**EXERCISE BRIEF:**
Restate the complete material exactly.

__________________________________________________

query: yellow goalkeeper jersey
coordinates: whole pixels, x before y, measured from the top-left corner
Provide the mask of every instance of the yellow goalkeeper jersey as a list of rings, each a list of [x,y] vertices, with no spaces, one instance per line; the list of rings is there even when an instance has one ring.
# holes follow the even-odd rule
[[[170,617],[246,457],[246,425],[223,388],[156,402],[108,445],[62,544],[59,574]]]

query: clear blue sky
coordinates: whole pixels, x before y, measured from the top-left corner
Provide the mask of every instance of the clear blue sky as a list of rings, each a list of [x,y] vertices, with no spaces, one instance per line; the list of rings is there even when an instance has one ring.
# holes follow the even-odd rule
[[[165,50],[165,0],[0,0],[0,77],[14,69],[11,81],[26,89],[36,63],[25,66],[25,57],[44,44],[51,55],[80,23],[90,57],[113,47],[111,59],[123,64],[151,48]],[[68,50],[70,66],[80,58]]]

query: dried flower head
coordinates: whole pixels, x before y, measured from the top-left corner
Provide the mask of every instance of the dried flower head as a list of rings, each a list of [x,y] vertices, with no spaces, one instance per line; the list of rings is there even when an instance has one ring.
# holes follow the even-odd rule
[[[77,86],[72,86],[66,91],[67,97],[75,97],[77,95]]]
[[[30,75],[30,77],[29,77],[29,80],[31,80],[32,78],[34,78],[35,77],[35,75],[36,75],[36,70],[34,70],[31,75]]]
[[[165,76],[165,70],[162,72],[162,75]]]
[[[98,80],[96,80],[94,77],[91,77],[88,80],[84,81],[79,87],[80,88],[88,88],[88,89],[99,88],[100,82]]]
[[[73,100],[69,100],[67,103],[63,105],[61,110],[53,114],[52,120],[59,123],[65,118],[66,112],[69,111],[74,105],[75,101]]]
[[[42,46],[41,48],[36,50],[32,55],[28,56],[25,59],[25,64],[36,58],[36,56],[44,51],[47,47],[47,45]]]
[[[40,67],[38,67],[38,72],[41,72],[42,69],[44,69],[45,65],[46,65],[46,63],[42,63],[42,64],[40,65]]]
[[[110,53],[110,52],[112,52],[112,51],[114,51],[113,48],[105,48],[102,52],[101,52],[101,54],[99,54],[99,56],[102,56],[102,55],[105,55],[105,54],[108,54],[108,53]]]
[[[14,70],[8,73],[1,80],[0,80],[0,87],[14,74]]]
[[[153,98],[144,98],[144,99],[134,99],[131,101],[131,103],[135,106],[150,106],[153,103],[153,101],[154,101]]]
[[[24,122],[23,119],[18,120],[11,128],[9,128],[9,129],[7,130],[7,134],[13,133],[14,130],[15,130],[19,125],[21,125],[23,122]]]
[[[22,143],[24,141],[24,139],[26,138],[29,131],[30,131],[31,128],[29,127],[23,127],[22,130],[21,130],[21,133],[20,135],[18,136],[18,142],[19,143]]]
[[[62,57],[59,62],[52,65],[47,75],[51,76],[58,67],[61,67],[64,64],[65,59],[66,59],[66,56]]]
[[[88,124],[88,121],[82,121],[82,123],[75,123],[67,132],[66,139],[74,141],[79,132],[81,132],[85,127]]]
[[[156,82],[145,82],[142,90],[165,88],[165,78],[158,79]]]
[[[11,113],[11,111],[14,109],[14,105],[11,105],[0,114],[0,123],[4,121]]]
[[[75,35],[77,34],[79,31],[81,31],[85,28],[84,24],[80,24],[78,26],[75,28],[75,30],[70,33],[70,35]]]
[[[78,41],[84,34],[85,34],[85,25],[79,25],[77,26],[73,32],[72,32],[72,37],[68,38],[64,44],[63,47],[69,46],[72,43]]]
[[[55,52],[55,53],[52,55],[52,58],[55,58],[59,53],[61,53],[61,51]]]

__________________________________________________

**RESULT FOR THIS EXERCISE:**
query: yellow goalkeeper jersey
coordinates: whole pixels, x before y, measured from the top-left corner
Provide the mask of every instance of the yellow goalkeeper jersey as a list of rings, each a list of [x,y] vertices, with no spaces, one instance per line; the list of rings is there even when an instance has one ring.
# holes follow the even-odd rule
[[[170,617],[246,457],[246,425],[223,388],[156,402],[108,445],[62,544],[59,574]]]

query: clear blue sky
coordinates: whole pixels, x before y, measured from the top-left corner
Provide the mask of every instance of the clear blue sky as a list of rings, each a list of [x,y] vertices, with no spaces, one instance per line; the list of rings is there even when an instance has one ring.
# holes follow the even-odd rule
[[[165,50],[165,0],[0,0],[0,77],[14,69],[11,81],[26,89],[36,63],[25,66],[25,57],[44,44],[51,55],[80,23],[90,57],[113,47],[111,59],[123,64],[151,48]],[[68,50],[70,66],[80,58]]]

query: dried flower head
coordinates: whole pixels, x before y, measured from the top-left corner
Provide the mask of every instance of the dried flower head as a list of rings, each a list of [x,y] vertices, with no spaces, one instance per line; the list of rings is there even when an instance has one ring.
# holes follow the even-odd rule
[[[77,86],[72,86],[66,91],[67,97],[75,97],[77,95]]]
[[[30,75],[30,77],[29,77],[29,80],[31,80],[32,78],[34,78],[35,77],[35,75],[36,75],[36,70],[34,70],[31,75]]]
[[[165,76],[165,70],[162,72],[162,75]]]
[[[98,80],[96,80],[94,77],[91,77],[88,80],[84,81],[79,87],[80,88],[88,88],[88,89],[99,88],[100,82]]]
[[[73,100],[69,100],[67,103],[63,105],[61,110],[53,114],[52,120],[59,123],[65,118],[66,112],[69,111],[74,105],[75,101]]]
[[[42,46],[41,48],[36,50],[32,55],[28,56],[25,59],[25,64],[36,58],[36,56],[44,51],[47,47],[47,45]]]
[[[40,67],[38,67],[38,72],[41,72],[42,69],[44,69],[45,65],[46,65],[46,63],[42,63],[42,64],[40,65]]]
[[[110,53],[110,52],[112,52],[112,51],[114,51],[113,48],[105,48],[102,52],[101,52],[101,54],[99,54],[99,56],[102,56],[102,55],[105,55],[105,54],[108,54],[108,53]]]
[[[14,70],[8,73],[1,80],[0,80],[0,87],[14,74]]]
[[[153,98],[144,98],[144,99],[134,99],[131,101],[131,103],[135,106],[150,106],[153,103],[153,101],[154,101]]]
[[[24,122],[23,119],[18,120],[11,128],[9,128],[9,129],[7,130],[7,134],[13,133],[14,130],[15,130],[19,125],[21,125],[23,122]]]
[[[22,143],[24,141],[24,139],[26,138],[29,131],[30,131],[31,128],[29,127],[23,127],[22,130],[21,130],[21,133],[20,135],[18,136],[18,142],[19,143]]]
[[[62,57],[59,62],[52,65],[47,75],[51,76],[58,67],[61,67],[64,64],[65,59],[66,59],[66,56]]]
[[[88,124],[88,121],[82,121],[82,123],[75,123],[67,132],[66,139],[74,141],[79,132],[81,132],[85,127]]]
[[[156,82],[145,82],[142,90],[165,88],[165,78],[158,79]]]
[[[11,113],[11,111],[14,109],[14,105],[11,105],[0,114],[0,123],[4,121]]]
[[[75,35],[77,34],[79,31],[81,31],[85,28],[84,24],[80,24],[78,26],[75,28],[75,30],[70,33],[70,35]]]
[[[78,41],[84,34],[85,34],[85,25],[79,25],[77,26],[73,32],[72,32],[72,37],[68,38],[64,44],[63,47],[69,46],[72,43]]]
[[[55,52],[55,53],[52,55],[52,58],[55,58],[59,53],[61,53],[61,51]]]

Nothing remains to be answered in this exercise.